Vaccinations are up, hospitalisations down and, as evidenced by the crowds of international buyers at the Lowes Hotel for AFM this week, global travel is back. But for the industry, COVD, and the complications it brings for financing, insuring and producing independent films, is here to stay.
“The financial impact of COVID, the logistics, COVID insurance, the costs of testing and so on are going to last for a long time,” notes Erica Lee, a partner at Thunder Road Pictures (John Wick, Sicario), speaking at AFM this week. “Which is frustrating, because that’s more money that doesn’t go on screen.”
Well-established COVID protocols —everything from regular testing, mandatory masks for off-camera crew and “bubble” systems that isolate different sections of a production to contain any possible outbreak —have been standard practice and have greatly reduced the risk of a total shutdown. But the associated costs, which can be up to 10 percent of a film’s budget, can be crippling. And that’s before often pricey COVID insurance policies are taken into account.
“When it comes to insurance, it’s getting better,” notes Kirk D’Amico, president and CEO Of Myriad Pictures. “A year ago, the bond companies were requiring at least $1 million in COVID coverage. Now for the same kind of project you can maybe get by with $500,000 or so.”
But in the U.S., a lack of regulation of the insurance market means prices for COVID insurance can vary widely. Myriad began the shoot for its Walter Hill-directed Western Dead for a Dollar, starring Christoph Waltz and Willem Dafoe just as new COVID variants were on the rise, which boosted insurance premiums.
Even if you have COVID coverage, collecting on those policies can be tricky. In September, a federal judge dismissed a suit filed by The Morning Show producer Always Smiling Productions against Chubb National Insurance Company, claiming $44 million in COVID-related damages.
The insurer had agreed to pay out just $1 million. The courts have dismissed similar lawsuits from Creative Artists Agency and United Talent Agency against their insurers, ruling that their policies didn’t provide the coverage the agencies thought they did. Paramount’s successful settlement with Federal Insurance Company for COVID costs on Mission: Impossible — Dead Reckoning Part One, financial details of which have not been disclosed, remains the exception.

▶ [CHECK YOUR UNDERSTANDING]:
#1 Please list every person named in the article on COVID costs in independent film.
#2 Summarize the article on COVID costs in independent film in two sentences.
Rely on the article alone.

Records from a collection:
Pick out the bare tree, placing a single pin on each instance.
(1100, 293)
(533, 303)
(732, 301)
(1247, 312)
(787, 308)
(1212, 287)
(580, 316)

▶ [PROBLEM SOLUTIONS]:
#1 Erica Lee, Kirk D'Amico, Walter Hill, Christoph Waltz, Willem Dafoe

#2 Although global travel is back, COVID remains a lasting problem for independent films, with safety protocols costing up to 10 percent of a film's budget before insurance is counted. Required COVID coverage has dropped, but U.S. insurance prices vary widely and courts have dismissed several suits seeking COVID-related payouts from insurers.